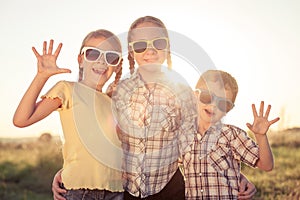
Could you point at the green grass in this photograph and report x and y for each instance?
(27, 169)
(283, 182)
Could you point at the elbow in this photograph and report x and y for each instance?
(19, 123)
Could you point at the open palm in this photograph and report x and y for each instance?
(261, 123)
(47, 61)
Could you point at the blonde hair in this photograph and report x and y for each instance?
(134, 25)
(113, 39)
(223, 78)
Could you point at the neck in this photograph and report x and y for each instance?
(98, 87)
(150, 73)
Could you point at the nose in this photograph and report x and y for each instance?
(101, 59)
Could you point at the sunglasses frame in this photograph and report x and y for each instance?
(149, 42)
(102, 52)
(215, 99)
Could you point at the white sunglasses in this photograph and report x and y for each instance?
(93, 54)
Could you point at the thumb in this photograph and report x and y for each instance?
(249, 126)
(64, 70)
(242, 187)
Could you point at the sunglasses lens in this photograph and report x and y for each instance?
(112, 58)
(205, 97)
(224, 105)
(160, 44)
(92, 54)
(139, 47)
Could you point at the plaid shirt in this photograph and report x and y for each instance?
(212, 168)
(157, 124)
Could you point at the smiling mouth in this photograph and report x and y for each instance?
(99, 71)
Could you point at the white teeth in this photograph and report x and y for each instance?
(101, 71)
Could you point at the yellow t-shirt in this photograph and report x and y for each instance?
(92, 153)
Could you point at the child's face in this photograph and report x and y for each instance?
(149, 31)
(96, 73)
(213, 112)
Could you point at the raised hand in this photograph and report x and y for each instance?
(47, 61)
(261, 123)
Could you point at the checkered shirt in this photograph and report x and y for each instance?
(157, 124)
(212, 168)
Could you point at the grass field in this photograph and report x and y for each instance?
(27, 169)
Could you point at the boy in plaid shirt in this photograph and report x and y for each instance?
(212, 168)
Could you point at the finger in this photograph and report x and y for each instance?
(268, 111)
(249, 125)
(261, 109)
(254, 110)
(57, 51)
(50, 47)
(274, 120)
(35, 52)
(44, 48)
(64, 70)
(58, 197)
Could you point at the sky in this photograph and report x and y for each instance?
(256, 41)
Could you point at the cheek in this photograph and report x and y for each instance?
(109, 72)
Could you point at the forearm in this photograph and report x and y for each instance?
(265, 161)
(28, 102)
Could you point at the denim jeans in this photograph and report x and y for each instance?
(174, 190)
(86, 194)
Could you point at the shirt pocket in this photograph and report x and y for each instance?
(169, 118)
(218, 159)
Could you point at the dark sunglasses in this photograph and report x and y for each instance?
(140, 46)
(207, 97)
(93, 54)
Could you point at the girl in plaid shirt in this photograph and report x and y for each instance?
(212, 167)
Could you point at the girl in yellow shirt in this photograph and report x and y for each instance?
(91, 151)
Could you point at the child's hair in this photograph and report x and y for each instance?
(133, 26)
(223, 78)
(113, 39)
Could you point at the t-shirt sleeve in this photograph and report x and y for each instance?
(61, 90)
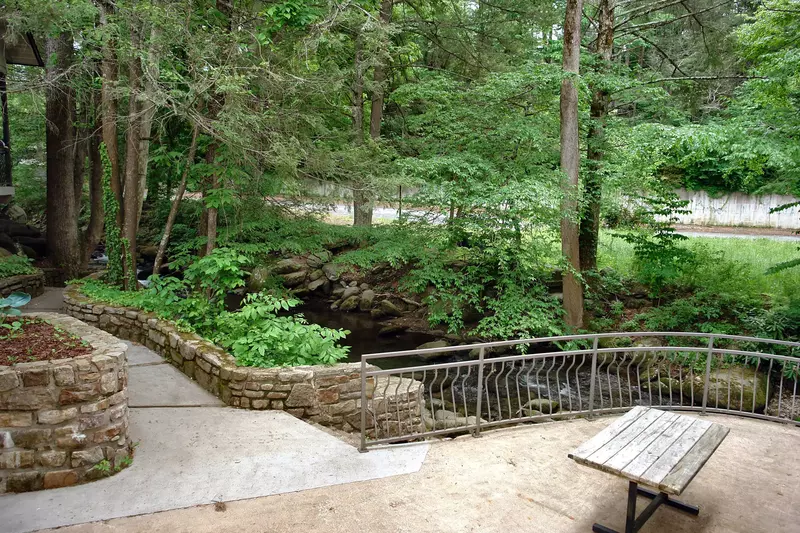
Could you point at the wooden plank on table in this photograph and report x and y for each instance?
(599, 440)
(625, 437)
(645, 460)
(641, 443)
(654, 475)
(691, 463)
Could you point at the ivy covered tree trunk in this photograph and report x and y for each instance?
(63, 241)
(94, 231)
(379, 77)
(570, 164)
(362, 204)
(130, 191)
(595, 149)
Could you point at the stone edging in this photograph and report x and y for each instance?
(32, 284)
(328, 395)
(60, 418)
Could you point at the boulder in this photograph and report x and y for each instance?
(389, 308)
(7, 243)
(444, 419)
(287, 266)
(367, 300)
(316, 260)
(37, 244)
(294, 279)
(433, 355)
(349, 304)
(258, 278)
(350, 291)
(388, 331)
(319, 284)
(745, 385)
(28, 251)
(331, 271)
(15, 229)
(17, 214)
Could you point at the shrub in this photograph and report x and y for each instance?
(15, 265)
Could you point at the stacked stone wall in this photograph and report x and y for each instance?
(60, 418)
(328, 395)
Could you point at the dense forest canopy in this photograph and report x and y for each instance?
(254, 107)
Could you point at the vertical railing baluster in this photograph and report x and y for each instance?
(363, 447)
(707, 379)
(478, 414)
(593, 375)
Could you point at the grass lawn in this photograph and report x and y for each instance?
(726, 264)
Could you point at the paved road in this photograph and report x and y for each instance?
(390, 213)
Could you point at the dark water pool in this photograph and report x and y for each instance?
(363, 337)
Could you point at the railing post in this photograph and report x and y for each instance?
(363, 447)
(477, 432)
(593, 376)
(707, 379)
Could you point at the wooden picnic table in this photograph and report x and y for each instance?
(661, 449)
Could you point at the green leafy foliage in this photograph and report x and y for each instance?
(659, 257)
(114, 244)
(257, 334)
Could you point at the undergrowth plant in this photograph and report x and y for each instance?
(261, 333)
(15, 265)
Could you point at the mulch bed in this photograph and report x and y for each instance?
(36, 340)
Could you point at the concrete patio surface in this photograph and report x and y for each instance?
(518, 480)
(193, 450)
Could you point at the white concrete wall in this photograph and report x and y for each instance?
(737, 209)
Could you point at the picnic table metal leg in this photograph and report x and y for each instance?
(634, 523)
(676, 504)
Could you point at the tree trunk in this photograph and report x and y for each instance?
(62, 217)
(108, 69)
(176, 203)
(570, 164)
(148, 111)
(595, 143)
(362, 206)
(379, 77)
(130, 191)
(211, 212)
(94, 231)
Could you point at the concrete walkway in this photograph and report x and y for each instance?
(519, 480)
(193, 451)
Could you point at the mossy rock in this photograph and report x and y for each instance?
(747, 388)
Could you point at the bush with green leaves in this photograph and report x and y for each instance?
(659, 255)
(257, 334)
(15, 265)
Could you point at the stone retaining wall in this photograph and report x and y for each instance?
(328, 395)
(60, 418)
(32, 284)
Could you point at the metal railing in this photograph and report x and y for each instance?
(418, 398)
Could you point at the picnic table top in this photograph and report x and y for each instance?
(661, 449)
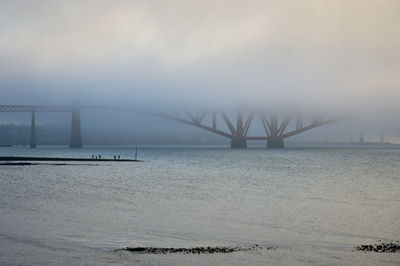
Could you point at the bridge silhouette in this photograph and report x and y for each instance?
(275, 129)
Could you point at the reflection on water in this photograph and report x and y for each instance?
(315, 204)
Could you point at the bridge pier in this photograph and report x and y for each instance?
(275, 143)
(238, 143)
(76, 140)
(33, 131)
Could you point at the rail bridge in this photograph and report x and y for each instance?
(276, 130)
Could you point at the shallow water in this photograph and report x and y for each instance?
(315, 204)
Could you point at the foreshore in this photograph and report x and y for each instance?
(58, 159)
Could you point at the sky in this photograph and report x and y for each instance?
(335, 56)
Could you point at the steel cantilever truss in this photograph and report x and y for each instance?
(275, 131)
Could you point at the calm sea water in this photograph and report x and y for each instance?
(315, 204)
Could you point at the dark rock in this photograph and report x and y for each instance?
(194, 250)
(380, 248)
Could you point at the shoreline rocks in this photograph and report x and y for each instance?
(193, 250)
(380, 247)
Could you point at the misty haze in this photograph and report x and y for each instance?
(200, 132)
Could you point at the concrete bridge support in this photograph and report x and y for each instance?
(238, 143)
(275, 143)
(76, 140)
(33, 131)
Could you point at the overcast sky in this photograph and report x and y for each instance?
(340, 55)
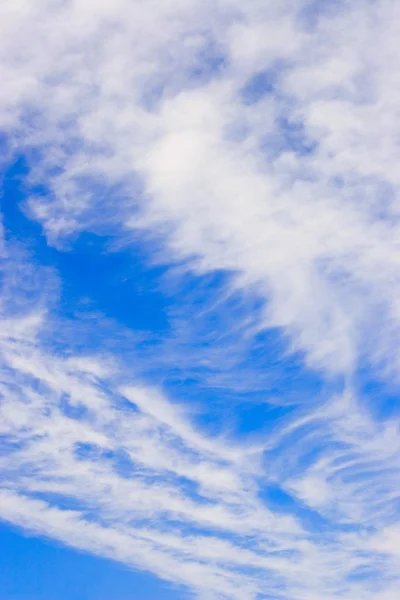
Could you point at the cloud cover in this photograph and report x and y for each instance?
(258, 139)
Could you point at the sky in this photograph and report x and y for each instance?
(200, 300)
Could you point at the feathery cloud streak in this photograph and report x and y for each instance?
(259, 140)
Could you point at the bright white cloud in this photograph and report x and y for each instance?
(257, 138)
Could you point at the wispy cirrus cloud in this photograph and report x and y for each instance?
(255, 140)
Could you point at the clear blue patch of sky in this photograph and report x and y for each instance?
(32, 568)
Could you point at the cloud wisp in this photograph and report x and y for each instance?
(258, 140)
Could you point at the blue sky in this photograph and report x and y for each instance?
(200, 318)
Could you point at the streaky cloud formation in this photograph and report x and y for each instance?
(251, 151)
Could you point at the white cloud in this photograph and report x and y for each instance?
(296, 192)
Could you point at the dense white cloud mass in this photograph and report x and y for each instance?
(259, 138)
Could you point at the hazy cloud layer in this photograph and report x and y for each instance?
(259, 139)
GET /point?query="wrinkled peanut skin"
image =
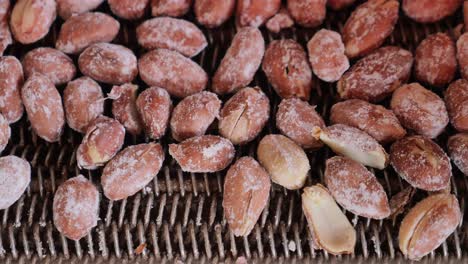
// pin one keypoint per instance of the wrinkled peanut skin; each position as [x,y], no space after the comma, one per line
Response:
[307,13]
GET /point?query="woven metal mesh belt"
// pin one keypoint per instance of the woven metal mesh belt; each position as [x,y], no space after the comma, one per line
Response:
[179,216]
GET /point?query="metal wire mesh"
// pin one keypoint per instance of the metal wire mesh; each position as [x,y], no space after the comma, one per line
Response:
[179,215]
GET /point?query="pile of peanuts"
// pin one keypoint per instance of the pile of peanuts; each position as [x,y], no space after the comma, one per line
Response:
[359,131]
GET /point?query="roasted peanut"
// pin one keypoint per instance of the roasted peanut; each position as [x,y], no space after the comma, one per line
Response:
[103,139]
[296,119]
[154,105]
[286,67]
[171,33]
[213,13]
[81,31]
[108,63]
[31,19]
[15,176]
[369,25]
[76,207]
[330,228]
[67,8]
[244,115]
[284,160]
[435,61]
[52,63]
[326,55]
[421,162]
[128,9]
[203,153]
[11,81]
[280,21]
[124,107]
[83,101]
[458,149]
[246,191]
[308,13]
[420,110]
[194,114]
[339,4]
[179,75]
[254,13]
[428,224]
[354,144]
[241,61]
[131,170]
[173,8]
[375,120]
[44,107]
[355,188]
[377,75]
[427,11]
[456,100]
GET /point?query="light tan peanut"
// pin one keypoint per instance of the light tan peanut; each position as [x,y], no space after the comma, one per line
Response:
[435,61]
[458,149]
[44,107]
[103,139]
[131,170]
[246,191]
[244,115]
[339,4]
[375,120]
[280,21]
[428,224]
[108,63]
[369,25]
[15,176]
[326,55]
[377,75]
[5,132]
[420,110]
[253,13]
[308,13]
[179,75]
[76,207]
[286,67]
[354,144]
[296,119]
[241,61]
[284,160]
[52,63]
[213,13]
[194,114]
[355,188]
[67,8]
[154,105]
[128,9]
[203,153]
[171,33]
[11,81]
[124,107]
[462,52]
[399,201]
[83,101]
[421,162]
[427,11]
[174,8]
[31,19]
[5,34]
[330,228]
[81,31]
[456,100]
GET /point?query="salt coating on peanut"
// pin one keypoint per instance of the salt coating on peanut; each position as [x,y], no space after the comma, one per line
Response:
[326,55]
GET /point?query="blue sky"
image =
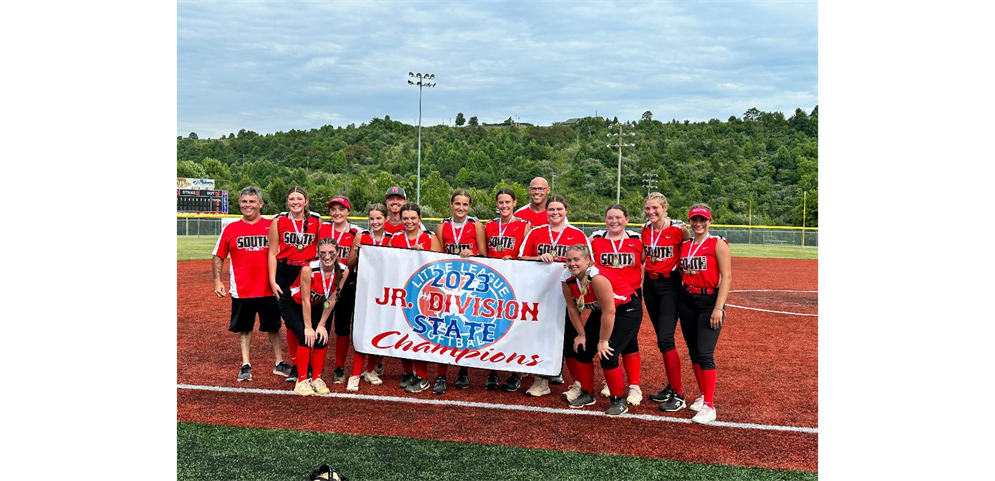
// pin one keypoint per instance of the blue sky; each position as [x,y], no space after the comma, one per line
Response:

**EXERCISE BRIEF:** Please locate every line in the items above that contains the word "plaid" and copy each of those lines.

**COMPLETED TASK:**
Could you point at the plaid shirt in this photograph and report x and y for each instance?
Could you point at the boy in plaid shirt in this photograph and report x and y for each instance?
Could you point at the girl in plaid shirt in this photograph and report x and y for each instance?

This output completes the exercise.